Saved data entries
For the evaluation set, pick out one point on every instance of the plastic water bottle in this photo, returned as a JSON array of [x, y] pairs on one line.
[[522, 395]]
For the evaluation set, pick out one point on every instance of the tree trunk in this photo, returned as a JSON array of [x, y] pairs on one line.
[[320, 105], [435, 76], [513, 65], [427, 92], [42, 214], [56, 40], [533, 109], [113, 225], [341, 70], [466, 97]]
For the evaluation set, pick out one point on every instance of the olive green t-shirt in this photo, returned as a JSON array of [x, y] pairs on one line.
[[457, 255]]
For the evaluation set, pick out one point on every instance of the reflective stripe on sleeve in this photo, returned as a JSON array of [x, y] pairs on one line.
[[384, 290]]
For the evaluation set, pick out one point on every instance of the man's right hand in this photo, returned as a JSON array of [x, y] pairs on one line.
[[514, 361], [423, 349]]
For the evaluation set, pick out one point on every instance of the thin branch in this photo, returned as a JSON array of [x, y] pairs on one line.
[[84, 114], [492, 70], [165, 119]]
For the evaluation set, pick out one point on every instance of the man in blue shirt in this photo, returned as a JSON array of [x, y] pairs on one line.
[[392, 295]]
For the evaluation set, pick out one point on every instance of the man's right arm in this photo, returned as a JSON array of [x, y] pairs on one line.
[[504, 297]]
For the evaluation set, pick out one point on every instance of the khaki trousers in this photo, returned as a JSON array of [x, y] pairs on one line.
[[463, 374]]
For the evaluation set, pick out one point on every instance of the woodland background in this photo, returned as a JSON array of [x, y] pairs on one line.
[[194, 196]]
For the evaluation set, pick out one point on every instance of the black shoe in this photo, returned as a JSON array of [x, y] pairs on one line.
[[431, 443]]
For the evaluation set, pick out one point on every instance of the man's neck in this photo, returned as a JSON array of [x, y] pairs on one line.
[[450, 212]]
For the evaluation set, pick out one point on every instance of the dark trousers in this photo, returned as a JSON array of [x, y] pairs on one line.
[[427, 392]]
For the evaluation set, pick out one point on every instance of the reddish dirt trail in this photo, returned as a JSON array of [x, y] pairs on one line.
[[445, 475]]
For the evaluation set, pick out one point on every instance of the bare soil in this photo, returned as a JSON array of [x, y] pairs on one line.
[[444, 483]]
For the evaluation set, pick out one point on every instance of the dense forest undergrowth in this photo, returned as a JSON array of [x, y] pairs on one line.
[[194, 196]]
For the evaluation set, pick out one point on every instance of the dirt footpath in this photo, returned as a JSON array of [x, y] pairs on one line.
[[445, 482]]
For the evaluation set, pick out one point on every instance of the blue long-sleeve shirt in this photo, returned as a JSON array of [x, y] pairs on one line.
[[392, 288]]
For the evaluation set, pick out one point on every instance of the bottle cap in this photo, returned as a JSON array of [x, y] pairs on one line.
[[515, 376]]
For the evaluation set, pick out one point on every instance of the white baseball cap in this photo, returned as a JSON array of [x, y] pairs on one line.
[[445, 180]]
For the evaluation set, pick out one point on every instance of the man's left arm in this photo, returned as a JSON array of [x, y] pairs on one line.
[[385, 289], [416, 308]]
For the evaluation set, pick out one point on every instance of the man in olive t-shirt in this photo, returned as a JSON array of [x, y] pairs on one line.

* **WHAT YOU ARE ASKED TO DO**
Please edit all of the material above so that "evaluation set" becomes "validation set" wherever it occurs, leaving everything else unchanged.

* **SOLUTION TO THE PROBLEM**
For the validation set, pick out one point on every instance of the plastic water bottle in this photo, returned as a JSON array of [x, y] pairs on one line.
[[522, 395]]
For the validation set, pick out one point on every instance of the tree trunk in this photo, returned as a JSON array of [x, y] pairs on one line.
[[320, 105], [435, 76], [513, 65], [427, 92], [42, 214], [56, 40], [533, 109], [113, 225], [341, 70], [466, 97]]
For the validation set, pick out one point on every instance of the olive green t-shirt in this photo, returned as a JSON array of [x, y] pairs on one line.
[[457, 255]]
For the validation set, pick out one point on every instance of the reflective stripe on sleeve in this photo, returned as a JSON array of [x, y] pairs on one line.
[[384, 290]]
For the validation set, pick out one point on every instance of the man's right hand in this photo, returned as a JSON array of [x, y] pairs on one line.
[[514, 361], [423, 349]]
For the validation set, pick out one point on every instance of the thin branch in this photo, returned as a JSON array of [x, y] pairs on one line.
[[84, 114], [492, 70], [165, 119]]
For the validation set, pick out one point on every instance of the man in blue shirt in this photo, returned as a JSON array of [x, y] pairs on one line.
[[392, 295]]
For the validation set, pick out one point on every instance of the man's right arm in this photo, returned as a JSON array of [x, y] pairs on one line.
[[504, 297]]
For the validation set, pick out one point on every instance of the khaki trousers in this photo, returned as a JSON array of [x, y] pairs on one line.
[[463, 374]]
For the validation set, pick out one point on every instance of the woodland background in this photo, returned as a JSON array of [x, y] pairs on one line.
[[194, 196]]
For the validation set, pick out one point on every instance of the black shoe in this photo, returned as a JSON array of [x, y] pairs on one line.
[[431, 443]]
For the validation set, pick out one point on every instance of the man's neck in this photo, returned as a JSON array of [x, y] pairs on one line.
[[450, 212]]
For the validation set, pick out one point on every instance of the dark trousers in this photo, returned as a JSON array of [x, y] pairs on one line.
[[427, 392]]
For the validation set, pick out one point on every instance of the reddish dirt trail in this photo, returned as a JSON array of [x, y] pairs on one line.
[[445, 475]]
For the validation set, pick out one point on every instance of the bare soil in this photo, returned as a JSON array of [x, y] pairs on one line.
[[444, 483]]
For the validation set, pick out one point on every instance of the dense forest undergrowth in this photo, returned as a JSON array of [x, y] pairs on one line.
[[194, 196]]
For the validation set, pick out one point on every instance of the dirt footpath in this photo, returned as a JSON array of [x, y] pairs on one line.
[[445, 482]]
For the validation set, pick out one point on every instance of the blue long-sleeve shirt in this photo, returned as a JSON array of [x, y] pairs on one line.
[[392, 288]]
For the validation set, pick out one point on every instance of the bottle cap in this photo, returned as a JSON array of [x, y] pairs on one line.
[[515, 376]]
For the validation set, pick out one point on every instance of the white baseball cap in this photo, returned as a JSON array of [x, y] pairs on one line.
[[445, 180]]
For the validation set, pick out one point on every instance of the man's left arm in this photo, returned as a JSON array of [x, y] pairs on one line.
[[385, 289], [416, 308]]
For the validation set, pick out one point on every instance of the man in olive t-shirt in this photo, returned as a JSON array of [x, y] pairs on one line.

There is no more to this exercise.